:: SELECTION ::
=====

Companies are bombarded with Excel spreadsheets, dashboards, numbers, key performance indicators, and metrics of all varieties. We live in a world where data is coming at us with velocity, variety, and value. Metrics like lifetime value (LTV), lost customers (churn), number of views on website or app, and active customers/users are just some of the go-to metrics when trying to gauge the success of companies. Every startup, small business, or organization will be wondering what the metrics are they should be tracking, and which are the most important. Choosing the right metrics at the right time for your business can be a complicated journey and you may find yourself lost along the path to insights about your customers.
Many businesses often fail when they cannot identify their most important numbers or metrics and are unable to drive growth and set a goal based on those.
For example, if your business only looks at the number of site visits, you are missing understanding about who is coming to your site and why. The number of site visits is called a vanity metric because a high number of site visits has no indication of whether customers are buying their products or how long those potential customers engaged on their website. This business would eventually fail because they are not tracking the metrics that will determine their long-term success.
Being lost in the universe of metrics and your data is a common and critical mistake businesses make. Having the ability to boast about large numbers doesn’t necessarily mean it would be a useful gauge of your success. True insights are formed from understanding your business and the metrics that will help drive YOUR growth. Exploring the path for your business to grow through establishing Footprint Metrics is vital and necessary when you are flooded with all sorts of numbers from various parts of your organization. Cut through the BS and give your business a chance for real growth and stickiness with your customers.
Let’s face it, if you read Lord of the Rings or watched the successful movies, you know that something bad happens when “one ring rules them all”. In the case of a Footprint Metric, we believe that choosing one metric or value or number (whatever you want to call it) is important for those just starting to examine their data in an insightful and meaningful way. Focusing on this one value means that you have a chance to really show growth (or loss) over a specified amount of time. For instance, recently I moderated a panel with Dave Fowler, CEO of Chartio, and he brought up an interesting story about his experiences (2x) in the Y-Combinator in California. He explained that during the intensive incubator period, they were asked to focus on “one metric” to drive toward. It stripped away all the needs for various numbers and cut the distractions for the business overall. They could focus on moving the “one thing” that would really help the business grow.
Others have also argued for this type of key metric approach in previous discussions. According to Sean Ellis, the CEO of GrowthHackers, the “North Star Metric” is the single metric that best captures the core value that your product delivers to your customers and optimizing your efforts to grow this metric is key to driving sustainable growth across your full customer base.

=====

:: STORED ROWS ::
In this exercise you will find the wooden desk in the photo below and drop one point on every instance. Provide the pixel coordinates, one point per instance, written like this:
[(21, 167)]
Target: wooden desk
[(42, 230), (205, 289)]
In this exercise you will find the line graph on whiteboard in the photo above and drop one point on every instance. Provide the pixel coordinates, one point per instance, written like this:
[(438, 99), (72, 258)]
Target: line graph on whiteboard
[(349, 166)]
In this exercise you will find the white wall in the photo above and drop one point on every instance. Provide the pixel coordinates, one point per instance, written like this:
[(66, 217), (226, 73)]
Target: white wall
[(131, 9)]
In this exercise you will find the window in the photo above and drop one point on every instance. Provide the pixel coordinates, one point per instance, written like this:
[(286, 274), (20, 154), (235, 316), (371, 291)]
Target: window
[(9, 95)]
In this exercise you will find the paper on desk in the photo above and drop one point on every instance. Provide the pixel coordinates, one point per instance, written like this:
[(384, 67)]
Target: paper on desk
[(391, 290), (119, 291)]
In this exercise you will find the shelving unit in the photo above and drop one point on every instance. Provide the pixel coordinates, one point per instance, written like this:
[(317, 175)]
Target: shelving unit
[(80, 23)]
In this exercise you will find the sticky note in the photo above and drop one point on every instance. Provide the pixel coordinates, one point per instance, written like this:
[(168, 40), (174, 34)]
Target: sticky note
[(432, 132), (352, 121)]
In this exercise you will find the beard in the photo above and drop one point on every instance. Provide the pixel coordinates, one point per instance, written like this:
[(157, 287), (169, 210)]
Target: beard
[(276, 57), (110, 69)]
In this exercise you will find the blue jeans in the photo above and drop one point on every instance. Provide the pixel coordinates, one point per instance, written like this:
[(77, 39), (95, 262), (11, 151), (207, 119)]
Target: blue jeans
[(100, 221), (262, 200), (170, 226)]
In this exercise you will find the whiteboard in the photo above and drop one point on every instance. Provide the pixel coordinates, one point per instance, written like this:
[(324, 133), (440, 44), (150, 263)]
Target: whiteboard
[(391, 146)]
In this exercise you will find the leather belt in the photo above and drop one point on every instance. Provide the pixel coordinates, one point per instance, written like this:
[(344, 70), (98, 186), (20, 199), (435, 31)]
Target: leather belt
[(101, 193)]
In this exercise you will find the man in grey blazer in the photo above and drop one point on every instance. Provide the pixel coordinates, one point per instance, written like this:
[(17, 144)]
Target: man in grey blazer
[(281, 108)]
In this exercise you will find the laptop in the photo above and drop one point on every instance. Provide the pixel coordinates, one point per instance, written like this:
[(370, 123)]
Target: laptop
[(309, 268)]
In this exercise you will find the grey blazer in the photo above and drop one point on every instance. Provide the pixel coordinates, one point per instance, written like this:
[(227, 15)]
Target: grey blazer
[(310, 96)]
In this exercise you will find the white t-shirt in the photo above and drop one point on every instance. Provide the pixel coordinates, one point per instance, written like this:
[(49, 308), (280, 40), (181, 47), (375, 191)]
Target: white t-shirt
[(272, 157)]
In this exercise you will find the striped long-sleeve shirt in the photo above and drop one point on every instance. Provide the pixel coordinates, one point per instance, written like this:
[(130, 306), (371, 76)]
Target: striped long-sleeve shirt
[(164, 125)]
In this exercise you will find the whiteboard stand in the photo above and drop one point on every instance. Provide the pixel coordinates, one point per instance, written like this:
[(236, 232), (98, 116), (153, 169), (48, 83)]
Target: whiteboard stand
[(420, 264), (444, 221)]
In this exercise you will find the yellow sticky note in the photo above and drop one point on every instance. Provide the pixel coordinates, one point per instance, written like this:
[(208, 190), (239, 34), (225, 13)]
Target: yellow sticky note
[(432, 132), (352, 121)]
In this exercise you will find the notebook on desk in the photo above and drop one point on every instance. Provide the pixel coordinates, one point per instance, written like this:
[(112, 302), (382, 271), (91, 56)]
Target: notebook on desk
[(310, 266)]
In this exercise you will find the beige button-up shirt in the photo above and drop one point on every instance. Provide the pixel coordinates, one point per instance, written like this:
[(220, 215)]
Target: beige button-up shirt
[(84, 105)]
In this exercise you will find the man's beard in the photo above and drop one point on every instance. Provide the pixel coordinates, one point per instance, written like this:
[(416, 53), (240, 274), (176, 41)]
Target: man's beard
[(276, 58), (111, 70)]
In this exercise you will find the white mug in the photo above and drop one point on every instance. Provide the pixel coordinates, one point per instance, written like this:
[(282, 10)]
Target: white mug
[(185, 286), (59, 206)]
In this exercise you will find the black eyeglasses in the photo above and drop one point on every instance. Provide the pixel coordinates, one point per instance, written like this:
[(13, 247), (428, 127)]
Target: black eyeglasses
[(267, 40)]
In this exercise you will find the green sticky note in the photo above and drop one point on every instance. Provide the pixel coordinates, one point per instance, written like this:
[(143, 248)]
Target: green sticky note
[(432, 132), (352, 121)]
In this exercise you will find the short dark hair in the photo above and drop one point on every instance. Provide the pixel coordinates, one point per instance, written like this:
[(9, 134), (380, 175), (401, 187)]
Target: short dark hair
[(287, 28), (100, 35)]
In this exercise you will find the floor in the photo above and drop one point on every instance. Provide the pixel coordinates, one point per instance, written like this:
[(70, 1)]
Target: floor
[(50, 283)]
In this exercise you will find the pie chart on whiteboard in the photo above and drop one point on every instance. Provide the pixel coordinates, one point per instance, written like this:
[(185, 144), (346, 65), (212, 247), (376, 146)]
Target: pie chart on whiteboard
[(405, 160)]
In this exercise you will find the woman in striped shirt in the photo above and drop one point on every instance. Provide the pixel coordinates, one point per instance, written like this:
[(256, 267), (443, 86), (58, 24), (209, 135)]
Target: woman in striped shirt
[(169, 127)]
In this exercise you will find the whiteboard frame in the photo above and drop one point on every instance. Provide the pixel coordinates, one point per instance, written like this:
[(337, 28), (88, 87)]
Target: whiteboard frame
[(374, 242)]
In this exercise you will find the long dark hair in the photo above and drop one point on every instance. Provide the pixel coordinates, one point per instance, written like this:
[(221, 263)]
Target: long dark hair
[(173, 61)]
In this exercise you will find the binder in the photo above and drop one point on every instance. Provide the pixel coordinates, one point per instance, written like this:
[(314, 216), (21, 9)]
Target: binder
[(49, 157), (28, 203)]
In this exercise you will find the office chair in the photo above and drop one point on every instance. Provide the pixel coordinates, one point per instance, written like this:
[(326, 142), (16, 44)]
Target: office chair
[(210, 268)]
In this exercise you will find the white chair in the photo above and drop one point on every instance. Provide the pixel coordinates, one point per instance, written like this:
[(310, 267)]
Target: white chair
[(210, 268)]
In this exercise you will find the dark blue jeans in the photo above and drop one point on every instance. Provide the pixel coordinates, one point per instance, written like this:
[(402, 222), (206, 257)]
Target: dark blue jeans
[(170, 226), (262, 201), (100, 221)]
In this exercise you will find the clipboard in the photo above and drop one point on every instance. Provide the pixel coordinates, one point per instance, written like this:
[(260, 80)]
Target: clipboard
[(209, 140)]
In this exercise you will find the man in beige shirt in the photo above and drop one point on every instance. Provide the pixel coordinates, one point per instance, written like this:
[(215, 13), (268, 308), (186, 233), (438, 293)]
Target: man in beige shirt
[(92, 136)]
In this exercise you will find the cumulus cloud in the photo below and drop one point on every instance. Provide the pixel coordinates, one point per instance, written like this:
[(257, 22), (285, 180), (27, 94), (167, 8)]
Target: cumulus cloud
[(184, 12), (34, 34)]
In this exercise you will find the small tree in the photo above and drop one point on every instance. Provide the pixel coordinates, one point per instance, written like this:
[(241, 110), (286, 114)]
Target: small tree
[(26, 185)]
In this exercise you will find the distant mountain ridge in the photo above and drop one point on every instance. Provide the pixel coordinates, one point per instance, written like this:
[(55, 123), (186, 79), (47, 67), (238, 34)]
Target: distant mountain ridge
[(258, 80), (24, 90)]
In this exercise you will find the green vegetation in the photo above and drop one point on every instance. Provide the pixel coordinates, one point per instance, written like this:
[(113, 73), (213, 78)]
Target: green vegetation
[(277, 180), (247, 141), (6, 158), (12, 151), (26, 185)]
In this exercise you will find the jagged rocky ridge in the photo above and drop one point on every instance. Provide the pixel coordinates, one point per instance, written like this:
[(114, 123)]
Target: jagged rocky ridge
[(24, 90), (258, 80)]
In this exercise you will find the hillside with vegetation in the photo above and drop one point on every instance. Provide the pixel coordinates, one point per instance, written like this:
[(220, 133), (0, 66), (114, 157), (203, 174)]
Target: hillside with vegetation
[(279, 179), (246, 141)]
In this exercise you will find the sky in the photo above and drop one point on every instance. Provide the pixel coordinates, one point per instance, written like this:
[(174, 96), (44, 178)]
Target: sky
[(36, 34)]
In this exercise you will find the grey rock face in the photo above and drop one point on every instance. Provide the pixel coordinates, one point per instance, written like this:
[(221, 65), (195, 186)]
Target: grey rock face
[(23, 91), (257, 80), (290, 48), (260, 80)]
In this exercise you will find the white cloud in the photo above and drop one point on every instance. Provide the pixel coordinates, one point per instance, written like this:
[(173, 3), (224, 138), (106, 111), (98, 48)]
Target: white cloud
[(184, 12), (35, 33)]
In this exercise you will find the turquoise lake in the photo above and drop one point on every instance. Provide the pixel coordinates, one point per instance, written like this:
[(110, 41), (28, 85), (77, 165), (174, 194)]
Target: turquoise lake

=====

:: TO DO ::
1 – Using the passage on business metrics, explain in one to three sentences why the number of site visits is called a vanity metric.
2 – Lay out as a numbered list the rows from the first line of the rows up to and including the line that contains "[(42, 230), (205, 289)]", leaving out any blank lines.

:: THE REPLIES ::
1 – The number of site visits is called a vanity metric because a high count gives no indication of whether customers are buying the products. It also does not show how long those potential customers engaged on the website.

2 –
1. In this exercise you will find the wooden desk in the photo below and drop one point on every instance. Provide the pixel coordinates, one point per instance, written like this:
2. [(21, 167)]
3. Target: wooden desk
4. [(42, 230), (205, 289)]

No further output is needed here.